Stuart is the founder and Chief of the Massachusetts General Hospital (MGH) Division of Wilderness Medicine, and the Director of the MGH Wilderness Medicine Fellowship. He is a full-time clinician (attending physician) in the MGH Emergency Department and an Assistant Professor of Emergency Medicine at Harvard Medical School (HMS). He graduated from the Harvard Affiliated Emergency Medicine Residency in 2003 – and despite the best of intentions, was having so much fun, he has been at MGH since.
Stuart’s research focuses on investigating the pathogenesis and treatment of high altitude illness and on the interplay between climate change and human health. He has been conducting research with the Himalayan Rescue Association in the Mt. Everest region since 1999 and the U.S. Army’s Research Institute for Environmental Medicine since 2004. His research teams are active on/in the Himalayas, Mt. Kilimanjaro, the Andes, Alaska, and far Eastern Siberia. In 2011, he worked a Denali National Park climbing ranger patrol where he performed the first ultrasound imaging on the summit of N. America. He doesn’t recommend this unless required (too bright even with two sleeping bags piled overhead).
Stuart is co-creator and faculty on the month-long medical student course, Medicine in the Wild with NOLS Wilderness Medicine–now more than a decade old. Stuart created and leads the multi-specialty group, High Altitude Medical Associates, within the Harvard Teaching Hospitals. His research has been funded by the National Institutes of Health, the U.S. DOD, MGH, and HMS. He is a National Fellow of The Explorers’ Club.

INFORMATION PROVIDED

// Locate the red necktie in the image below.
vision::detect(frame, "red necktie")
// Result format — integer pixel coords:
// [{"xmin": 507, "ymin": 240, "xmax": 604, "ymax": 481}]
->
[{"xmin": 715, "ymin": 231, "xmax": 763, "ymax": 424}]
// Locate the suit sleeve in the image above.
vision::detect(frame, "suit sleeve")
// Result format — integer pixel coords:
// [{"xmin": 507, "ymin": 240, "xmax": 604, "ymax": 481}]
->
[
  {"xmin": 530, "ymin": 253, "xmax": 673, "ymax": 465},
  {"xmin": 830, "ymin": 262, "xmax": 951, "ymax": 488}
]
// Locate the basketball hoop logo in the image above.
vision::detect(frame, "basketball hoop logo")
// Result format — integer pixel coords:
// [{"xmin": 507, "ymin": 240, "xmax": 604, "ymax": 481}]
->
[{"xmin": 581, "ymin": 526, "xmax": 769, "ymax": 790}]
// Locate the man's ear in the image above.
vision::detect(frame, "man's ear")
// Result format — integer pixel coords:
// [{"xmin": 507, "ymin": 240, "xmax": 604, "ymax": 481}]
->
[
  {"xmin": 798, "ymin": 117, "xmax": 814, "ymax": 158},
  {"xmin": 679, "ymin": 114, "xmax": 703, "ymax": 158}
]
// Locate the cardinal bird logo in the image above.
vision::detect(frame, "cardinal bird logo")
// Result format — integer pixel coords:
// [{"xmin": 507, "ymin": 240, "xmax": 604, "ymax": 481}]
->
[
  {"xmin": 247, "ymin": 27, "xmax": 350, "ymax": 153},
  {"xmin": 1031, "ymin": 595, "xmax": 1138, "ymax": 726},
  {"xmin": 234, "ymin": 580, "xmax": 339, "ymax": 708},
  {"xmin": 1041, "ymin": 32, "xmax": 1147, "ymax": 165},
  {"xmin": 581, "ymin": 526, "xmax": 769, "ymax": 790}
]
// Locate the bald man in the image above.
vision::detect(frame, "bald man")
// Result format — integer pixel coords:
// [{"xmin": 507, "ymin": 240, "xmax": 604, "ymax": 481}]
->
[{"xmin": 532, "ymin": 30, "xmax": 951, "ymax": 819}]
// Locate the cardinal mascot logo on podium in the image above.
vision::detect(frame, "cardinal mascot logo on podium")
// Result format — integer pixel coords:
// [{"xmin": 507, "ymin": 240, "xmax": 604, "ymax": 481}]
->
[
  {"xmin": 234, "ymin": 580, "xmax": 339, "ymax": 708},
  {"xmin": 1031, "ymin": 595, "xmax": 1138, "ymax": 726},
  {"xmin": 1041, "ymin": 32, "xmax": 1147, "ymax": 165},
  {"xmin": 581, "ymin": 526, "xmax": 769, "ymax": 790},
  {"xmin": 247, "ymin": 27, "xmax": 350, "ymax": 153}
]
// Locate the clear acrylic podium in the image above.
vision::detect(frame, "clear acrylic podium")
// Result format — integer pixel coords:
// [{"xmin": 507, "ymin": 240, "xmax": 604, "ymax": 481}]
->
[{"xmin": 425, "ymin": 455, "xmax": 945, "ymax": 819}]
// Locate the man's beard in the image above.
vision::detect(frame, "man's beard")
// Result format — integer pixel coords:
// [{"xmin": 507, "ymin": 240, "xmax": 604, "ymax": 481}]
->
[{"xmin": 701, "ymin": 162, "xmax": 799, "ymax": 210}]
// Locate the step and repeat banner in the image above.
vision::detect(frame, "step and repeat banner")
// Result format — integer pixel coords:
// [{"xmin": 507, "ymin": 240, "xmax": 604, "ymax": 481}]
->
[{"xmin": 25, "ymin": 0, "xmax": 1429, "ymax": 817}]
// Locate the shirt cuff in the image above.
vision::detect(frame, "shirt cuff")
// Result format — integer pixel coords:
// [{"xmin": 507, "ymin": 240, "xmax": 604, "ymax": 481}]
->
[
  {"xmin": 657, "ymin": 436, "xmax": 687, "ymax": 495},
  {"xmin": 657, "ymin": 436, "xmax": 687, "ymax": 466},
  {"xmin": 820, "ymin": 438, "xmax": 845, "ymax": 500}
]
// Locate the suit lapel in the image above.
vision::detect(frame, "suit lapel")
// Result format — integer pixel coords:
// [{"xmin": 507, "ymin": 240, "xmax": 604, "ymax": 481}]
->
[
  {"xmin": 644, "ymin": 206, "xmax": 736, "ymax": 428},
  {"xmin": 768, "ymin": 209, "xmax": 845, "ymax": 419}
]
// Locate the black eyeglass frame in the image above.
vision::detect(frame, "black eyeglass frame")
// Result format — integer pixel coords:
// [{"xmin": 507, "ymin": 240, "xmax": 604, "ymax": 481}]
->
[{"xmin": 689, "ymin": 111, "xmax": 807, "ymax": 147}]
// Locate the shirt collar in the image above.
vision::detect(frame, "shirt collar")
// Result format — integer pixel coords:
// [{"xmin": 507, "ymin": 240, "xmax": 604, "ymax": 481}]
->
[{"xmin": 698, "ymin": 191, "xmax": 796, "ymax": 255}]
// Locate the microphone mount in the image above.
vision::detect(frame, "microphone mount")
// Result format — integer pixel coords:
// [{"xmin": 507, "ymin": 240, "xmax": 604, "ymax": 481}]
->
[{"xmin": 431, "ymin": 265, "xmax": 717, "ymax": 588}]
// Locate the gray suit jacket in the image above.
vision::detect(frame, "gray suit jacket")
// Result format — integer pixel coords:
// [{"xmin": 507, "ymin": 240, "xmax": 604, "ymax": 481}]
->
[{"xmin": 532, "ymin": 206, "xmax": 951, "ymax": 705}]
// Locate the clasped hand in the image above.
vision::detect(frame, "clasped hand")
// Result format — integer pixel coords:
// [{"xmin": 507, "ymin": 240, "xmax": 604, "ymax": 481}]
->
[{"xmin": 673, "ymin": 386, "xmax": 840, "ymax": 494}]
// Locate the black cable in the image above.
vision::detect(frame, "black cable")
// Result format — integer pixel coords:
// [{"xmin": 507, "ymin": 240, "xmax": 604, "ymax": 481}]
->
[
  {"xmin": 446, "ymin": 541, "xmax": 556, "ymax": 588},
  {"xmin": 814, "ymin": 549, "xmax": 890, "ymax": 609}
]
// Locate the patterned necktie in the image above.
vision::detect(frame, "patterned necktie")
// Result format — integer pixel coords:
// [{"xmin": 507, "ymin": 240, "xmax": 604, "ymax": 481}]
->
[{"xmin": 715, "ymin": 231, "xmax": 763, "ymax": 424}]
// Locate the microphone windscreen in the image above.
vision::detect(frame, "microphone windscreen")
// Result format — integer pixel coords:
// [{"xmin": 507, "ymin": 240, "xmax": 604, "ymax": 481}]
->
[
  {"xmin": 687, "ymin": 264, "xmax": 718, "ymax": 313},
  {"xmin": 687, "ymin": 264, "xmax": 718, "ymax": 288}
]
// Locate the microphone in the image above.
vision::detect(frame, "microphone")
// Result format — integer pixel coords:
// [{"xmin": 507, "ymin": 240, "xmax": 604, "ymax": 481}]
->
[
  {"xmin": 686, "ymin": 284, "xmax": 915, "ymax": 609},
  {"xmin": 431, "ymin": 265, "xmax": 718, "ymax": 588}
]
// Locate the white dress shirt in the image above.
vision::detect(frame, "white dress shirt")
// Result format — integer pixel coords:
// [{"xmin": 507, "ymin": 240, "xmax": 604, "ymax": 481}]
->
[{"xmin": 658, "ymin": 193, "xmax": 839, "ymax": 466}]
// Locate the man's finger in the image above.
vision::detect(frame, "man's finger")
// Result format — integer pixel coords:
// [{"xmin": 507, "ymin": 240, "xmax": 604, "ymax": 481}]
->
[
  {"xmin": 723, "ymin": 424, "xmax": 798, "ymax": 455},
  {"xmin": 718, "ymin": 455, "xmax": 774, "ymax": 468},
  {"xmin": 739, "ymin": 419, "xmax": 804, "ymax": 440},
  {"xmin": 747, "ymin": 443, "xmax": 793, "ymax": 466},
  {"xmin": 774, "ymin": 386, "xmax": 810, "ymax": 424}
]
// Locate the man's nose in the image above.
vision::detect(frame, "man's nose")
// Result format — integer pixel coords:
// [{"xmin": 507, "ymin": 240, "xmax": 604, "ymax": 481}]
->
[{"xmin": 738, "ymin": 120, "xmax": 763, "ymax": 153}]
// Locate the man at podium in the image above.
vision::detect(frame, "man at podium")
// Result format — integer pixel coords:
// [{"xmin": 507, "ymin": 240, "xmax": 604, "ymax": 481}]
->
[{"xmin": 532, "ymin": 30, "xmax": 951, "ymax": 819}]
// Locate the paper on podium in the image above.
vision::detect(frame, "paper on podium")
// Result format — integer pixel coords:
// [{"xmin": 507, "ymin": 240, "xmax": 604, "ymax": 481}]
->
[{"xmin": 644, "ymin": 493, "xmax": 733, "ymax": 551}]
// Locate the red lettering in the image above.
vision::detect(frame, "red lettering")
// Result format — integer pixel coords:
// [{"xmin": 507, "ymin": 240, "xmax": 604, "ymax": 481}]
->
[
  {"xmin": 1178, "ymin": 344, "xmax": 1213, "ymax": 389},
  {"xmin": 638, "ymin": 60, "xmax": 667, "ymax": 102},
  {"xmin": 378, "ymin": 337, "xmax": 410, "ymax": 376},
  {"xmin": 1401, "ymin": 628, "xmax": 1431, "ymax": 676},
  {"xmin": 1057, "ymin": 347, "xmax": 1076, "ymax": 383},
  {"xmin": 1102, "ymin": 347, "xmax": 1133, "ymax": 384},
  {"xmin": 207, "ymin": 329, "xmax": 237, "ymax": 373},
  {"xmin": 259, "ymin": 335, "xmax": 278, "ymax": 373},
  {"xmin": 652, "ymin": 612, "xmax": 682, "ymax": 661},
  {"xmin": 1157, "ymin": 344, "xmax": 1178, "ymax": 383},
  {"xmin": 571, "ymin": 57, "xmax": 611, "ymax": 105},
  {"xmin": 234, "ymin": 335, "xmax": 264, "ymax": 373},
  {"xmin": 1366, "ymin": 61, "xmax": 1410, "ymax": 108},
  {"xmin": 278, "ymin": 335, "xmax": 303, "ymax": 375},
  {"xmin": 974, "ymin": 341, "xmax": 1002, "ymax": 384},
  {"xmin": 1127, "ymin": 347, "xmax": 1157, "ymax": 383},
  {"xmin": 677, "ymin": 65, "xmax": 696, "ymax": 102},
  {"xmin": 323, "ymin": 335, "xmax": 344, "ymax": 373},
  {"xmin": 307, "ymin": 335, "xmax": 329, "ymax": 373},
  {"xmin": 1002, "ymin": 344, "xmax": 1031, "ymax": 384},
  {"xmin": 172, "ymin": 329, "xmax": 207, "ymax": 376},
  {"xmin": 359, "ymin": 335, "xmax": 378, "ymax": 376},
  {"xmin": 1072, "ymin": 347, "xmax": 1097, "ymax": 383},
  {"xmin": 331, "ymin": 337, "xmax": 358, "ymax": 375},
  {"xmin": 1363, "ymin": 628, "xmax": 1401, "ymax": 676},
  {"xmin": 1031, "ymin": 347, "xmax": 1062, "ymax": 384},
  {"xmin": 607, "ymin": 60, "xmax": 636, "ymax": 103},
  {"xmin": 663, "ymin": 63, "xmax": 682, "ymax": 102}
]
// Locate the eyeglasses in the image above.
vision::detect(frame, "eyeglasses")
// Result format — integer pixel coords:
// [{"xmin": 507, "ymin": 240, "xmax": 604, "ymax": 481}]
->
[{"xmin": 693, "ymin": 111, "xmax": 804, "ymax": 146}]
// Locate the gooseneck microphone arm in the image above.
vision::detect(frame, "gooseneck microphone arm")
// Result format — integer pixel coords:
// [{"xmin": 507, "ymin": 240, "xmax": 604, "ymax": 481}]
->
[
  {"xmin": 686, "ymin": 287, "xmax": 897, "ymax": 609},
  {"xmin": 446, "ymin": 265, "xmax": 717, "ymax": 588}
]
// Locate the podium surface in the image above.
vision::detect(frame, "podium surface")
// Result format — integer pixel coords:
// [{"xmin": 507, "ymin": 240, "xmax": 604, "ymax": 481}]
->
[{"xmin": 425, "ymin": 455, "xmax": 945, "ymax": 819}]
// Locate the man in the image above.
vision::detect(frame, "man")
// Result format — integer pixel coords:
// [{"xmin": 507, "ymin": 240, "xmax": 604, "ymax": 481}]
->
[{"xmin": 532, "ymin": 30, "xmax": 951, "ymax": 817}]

ACTIVITIES
[a] Swap "faculty" for "instructor" in the bio of Stuart, and write out the passage starting at "Stuart is co-creator" and ending at "The Explorers’ Club.".
[b] Please list every funder of Stuart's research that the bio of Stuart names.
[c] Pick up the bio of Stuart after its last sentence and carry it on.

YOUR RESPONSES
[a]
Stuart is co-creator and instructor on the month-long medical student course, Medicine in the Wild with NOLS Wilderness Medicine–now more than a decade old. Stuart created and leads the multi-specialty group, High Altitude Medical Associates, within the Harvard Teaching Hospitals. His research has been funded by the National Institutes of Health, the U.S. DOD, MGH, and HMS. He is a National Fellow of The Explorers’ Club.

[b]
the National Institutes of Health
the U.S. DOD
MGH
HMS

[c]
Prior to medical school, Stuart was a NOLS student (FSR ‘Dave’, ’87), worked entirely too briefly as a NOLS Instructor (wilderness and sea-kayaking in the Lower 48 and Alaska), was the first gaijin (foreigner) to teach English in his rural village of Iwaizumi, Iwate, Japan, earned his Black belt in Shodokan Judo, was Bronze Medalist in U.S. Whitewater Open Canoe Slalom Nationals, a commercial fisherman in Alaska (long-lining for black cod and seining for salmon), and earned his Masters in Fine Art at the Iowa Writers Workshop.
In 2011, he deployed to the devastated town of Kesennuma, Japan, three days after the Tohoku tsunami disaster. He has been nominated for the MGH McGovern Award for Clinical Excellence and awarded the 2010 NOLS Alumni Service Award, Symbols of Hope Award at the Tokyo Imperial Hotel, and the John E. Thayer III Award by the Japan Society of Boston. On a good day, he gets on his mountain bike.
He is the father of Walker, Emma, and Elizabeth, and husband of Malinda Polk.